-- Task instructions --
Transcribe every line of the records below without alteration, but omit the pictures.

>> START

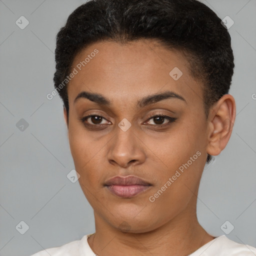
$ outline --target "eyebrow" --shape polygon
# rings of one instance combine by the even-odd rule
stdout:
[[[111,104],[111,102],[109,100],[106,98],[103,95],[95,92],[89,92],[84,91],[80,92],[76,97],[74,104],[80,98],[87,98],[91,102],[95,102],[100,105],[109,106]],[[166,90],[160,94],[156,94],[144,97],[137,102],[136,106],[138,108],[142,108],[167,98],[178,98],[186,103],[186,100],[180,95],[174,92]]]

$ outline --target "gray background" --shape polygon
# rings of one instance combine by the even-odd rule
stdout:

>> END

-- Task solution --
$ outline --target "eyebrow" --shape polygon
# rings of one instance combine by the even-odd rule
stdout:
[[[111,104],[111,102],[109,100],[106,98],[103,95],[95,92],[89,92],[84,91],[80,92],[76,97],[74,104],[80,98],[87,98],[91,102],[95,102],[100,105],[109,106]],[[166,90],[160,94],[156,94],[144,97],[137,102],[136,106],[138,108],[142,108],[167,98],[178,98],[186,103],[186,100],[180,95],[174,92]]]

$ outline --target "gray background" --shape polygon
# rings of one instance combine by the even-odd rule
stdout:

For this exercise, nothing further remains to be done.